Begin TASK INPUT

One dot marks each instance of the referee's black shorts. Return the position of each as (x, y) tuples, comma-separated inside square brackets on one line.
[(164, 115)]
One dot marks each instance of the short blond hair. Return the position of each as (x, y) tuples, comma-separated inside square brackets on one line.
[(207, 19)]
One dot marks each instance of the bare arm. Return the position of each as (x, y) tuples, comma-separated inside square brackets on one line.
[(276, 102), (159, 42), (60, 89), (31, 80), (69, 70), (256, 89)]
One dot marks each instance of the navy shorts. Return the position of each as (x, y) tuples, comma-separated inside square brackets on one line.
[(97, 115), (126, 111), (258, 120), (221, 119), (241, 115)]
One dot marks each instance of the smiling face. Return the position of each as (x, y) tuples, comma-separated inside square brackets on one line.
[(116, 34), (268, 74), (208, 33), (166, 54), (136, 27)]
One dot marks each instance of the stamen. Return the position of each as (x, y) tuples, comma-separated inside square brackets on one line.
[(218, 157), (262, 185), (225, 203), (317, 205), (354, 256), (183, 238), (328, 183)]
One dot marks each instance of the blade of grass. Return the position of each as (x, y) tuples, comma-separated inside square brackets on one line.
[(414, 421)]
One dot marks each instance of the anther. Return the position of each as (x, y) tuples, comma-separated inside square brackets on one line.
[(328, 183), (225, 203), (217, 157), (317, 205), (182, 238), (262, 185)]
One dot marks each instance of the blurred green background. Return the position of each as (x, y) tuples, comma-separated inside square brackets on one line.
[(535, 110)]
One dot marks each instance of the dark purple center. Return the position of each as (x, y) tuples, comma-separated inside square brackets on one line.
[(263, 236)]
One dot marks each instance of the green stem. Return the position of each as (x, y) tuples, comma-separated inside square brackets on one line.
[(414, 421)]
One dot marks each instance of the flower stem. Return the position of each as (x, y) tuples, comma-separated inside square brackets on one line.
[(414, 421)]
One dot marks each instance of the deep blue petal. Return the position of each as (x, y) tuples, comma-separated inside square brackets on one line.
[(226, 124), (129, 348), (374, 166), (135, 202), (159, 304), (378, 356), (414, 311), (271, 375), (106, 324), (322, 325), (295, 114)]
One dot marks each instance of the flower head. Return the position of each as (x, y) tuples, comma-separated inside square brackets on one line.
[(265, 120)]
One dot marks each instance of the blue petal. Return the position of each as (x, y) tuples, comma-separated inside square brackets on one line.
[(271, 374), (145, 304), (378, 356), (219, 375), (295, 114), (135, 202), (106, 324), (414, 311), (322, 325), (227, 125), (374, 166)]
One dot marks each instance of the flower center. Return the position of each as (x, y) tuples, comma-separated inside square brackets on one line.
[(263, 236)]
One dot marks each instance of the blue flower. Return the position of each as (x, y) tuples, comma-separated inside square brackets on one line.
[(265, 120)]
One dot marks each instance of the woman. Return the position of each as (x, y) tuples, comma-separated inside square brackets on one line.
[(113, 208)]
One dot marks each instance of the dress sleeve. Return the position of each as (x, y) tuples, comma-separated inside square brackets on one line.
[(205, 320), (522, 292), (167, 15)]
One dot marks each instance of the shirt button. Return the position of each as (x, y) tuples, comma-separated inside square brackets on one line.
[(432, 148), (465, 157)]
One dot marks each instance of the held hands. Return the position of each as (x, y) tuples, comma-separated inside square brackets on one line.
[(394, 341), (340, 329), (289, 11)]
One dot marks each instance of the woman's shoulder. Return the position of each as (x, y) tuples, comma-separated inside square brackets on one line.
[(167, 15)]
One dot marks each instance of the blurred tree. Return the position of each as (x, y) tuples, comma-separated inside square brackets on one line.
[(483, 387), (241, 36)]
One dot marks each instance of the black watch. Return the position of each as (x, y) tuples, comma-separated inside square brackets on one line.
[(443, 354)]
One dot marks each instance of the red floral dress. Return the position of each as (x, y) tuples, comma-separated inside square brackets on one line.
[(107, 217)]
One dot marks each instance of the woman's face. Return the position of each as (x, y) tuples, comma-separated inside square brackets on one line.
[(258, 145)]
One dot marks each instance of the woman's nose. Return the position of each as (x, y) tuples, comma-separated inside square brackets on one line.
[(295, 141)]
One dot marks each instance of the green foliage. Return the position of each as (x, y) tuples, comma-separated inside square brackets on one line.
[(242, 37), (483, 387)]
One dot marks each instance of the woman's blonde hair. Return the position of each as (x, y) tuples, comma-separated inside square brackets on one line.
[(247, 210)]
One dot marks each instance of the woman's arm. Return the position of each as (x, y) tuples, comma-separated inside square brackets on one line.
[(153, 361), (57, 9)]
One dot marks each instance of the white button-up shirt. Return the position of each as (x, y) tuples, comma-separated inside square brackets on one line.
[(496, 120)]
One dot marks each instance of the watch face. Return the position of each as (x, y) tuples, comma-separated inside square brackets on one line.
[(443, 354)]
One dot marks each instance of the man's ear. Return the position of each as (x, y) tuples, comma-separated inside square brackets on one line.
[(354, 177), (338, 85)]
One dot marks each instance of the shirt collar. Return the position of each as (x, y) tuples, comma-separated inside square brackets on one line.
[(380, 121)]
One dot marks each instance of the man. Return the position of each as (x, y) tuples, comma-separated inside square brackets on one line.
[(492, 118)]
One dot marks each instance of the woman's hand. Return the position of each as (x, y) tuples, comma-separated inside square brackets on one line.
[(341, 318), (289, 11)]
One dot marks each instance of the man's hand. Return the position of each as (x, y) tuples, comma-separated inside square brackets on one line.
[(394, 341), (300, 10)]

End TASK INPUT

THE REQUEST: Recopy all the lines exactly as they appear.

REPLY:
One dot marks each instance of the referee's black shorts. Return the position of each as (x, y) tuples, comma-separated inside square brackets on one line.
[(164, 115)]
One dot marks each instance of the short blond hair. Return the position of each as (x, y) tuples, comma-separated inside square brackets on one line.
[(207, 19)]
One dot marks each instance of the bare arm. Return the position of each as (x, y) tuples, comma-separated inside square brackets on one line.
[(276, 102), (159, 42), (60, 89), (31, 80), (69, 70), (256, 89)]
One dot marks each instance of the navy shorts. Return the position of each as (x, y) tuples, comma-separated inside square brackets on one line.
[(97, 115), (126, 111), (258, 120), (221, 119), (241, 115)]
One dot marks each instance of the smiling face. Return the position of each as (x, y) tuples, comma-separated inside square brackets on one line.
[(116, 34), (268, 74), (208, 33), (166, 54), (136, 27)]
One dot marks each instance of the stamen. Return the position of each as (x, y) tuples, comma-separated inside square brackets on one line.
[(218, 157), (262, 185), (225, 203), (317, 205), (354, 256), (183, 238), (328, 183)]
One dot marks each instance of the blade of grass. Return the position of each as (x, y) tuples, comma-separated inside square brackets on one line.
[(414, 421)]
One dot marks each instance of the anther. Return the position of each as (x, y) tuples, comma-separated inside square brackets on one line.
[(328, 183), (225, 203), (217, 157), (317, 205), (182, 238), (262, 185)]
One dot marks each instance of the blurred green background. Return the position of each as (x, y) tuples, comma-separated inside square brackets on one line.
[(535, 110)]
One dot marks each instance of the dark purple center. Return the position of each as (x, y) tuples, comma-separated inside square brackets on one line.
[(263, 236)]
One dot marks each instance of the green stem. Return the position of each as (x, y) tuples, comma-separated inside square brackets on one line.
[(414, 421)]
One dot marks each instance of the flower stem. Return the position of each as (x, y) tuples, comma-separated inside square brackets on one line.
[(414, 421)]
One dot marks each instance of the deep blue petal. Return the position of each as (x, y) tuples, comma-separated inside square brackets on one line.
[(226, 124), (129, 348), (374, 166), (135, 202), (159, 304), (378, 356), (414, 311), (271, 375), (106, 324), (322, 325), (295, 114)]
One dot marks each instance of the flower head. Return the position of each as (x, y) tuples, comma-separated inside square brackets on one line.
[(265, 120)]
One dot marks each instance of the blue petal. Return the position of each as (x, y) tuples, comma-separated inside square brackets on one line.
[(271, 374), (145, 304), (378, 356), (219, 375), (295, 114), (135, 202), (106, 324), (414, 311), (322, 325), (227, 125), (374, 166)]
One dot marks each instance of the flower center. Return the position of each as (x, y) tuples, comma-separated inside square brackets on one line.
[(263, 236)]
One dot marks each instance of the blue flower. Return the position of each as (x, y) tuples, comma-separated inside square brackets on one line.
[(265, 120)]
One dot marks each instance of the woman. Return the position of each as (x, y) tuples, comma-separated inside square brackets on one line.
[(113, 208)]
One dot marks each instance of the dress sleeve. Return the position of each as (x, y) tuples, comma-separated inside square brackets on one line.
[(205, 320), (522, 292), (167, 15)]
One dot marks each instance of the shirt button. Return the position of each as (x, y) tuples, comma-separated inside square brackets on one line.
[(432, 148), (465, 157)]
One dot marks each instance of the held hands. Return the position of each as (x, y) tuples, comma-separated inside square brackets on one line.
[(394, 341), (340, 329), (289, 11)]
One dot marks each instance of the woman's shoulder. Return the position of each as (x, y) tuples, comma-separated inside square brackets on one line.
[(167, 15)]
One dot marks each instance of the blurred tree. Return the position of each as (x, y) tuples, comma-separated inside square brackets on one line.
[(483, 387), (241, 36)]
One dot marks each instance of the black watch. Return the position of each as (x, y) tuples, comma-separated inside square brackets on one line.
[(443, 354)]
One dot marks each instance of the red floral dress. Return the position of each as (x, y) tuples, comma-separated inside square brackets on one line.
[(107, 217)]
One dot marks each instance of the woman's face. Return the position of each as (x, y) tuples, comma-separated inside square brackets on one line.
[(258, 145)]
One dot marks each instance of the woman's nose. Return the position of each as (x, y) tuples, comma-separated inside square brackets on one line.
[(295, 141)]
One dot marks each instance of the green foliage. Return the position of each as (x, y) tuples, comma-separated inside square brackets on one line.
[(242, 37), (483, 387)]
One dot marks each instance of the woman's blonde hair. Return the position of each as (x, y) tuples, comma-separated inside square brackets on one line.
[(247, 210)]
One dot marks each instance of the woman's arm. Return the position of each as (x, y) tuples, comma-separated inside square brackets on one line.
[(153, 361), (57, 9)]
One dot marks each instance of the white button-up shirt. Return the position of each as (x, y) tuples, comma-separated inside square brackets on one line.
[(496, 120)]
One dot marks each instance of the watch face. Return the position of each as (x, y) tuples, comma-separated inside square brackets on one line.
[(443, 354)]
One dot marks each instance of the man's ear. Return the position of each as (x, y) tuples, comma-separated inside square brackets on one line.
[(354, 177), (338, 85)]
One dot marks each instance of the shirt collar. Return the position of each as (x, y) tuples, comma-separated inside square brackets on one line.
[(380, 121)]
One dot marks each instance of the man. Return the position of each as (x, y) tuples, comma-separated inside square brackets on one line.
[(492, 118)]
One dot marks each instance of the woman's hand. Return the position of each as (x, y) tuples, comma-separated inside square brackets on one line.
[(341, 318), (289, 11)]
One dot marks each instance of the man's hand. Return the position of each as (x, y) tuples, comma-separated inside square brackets on one line.
[(394, 341), (300, 10)]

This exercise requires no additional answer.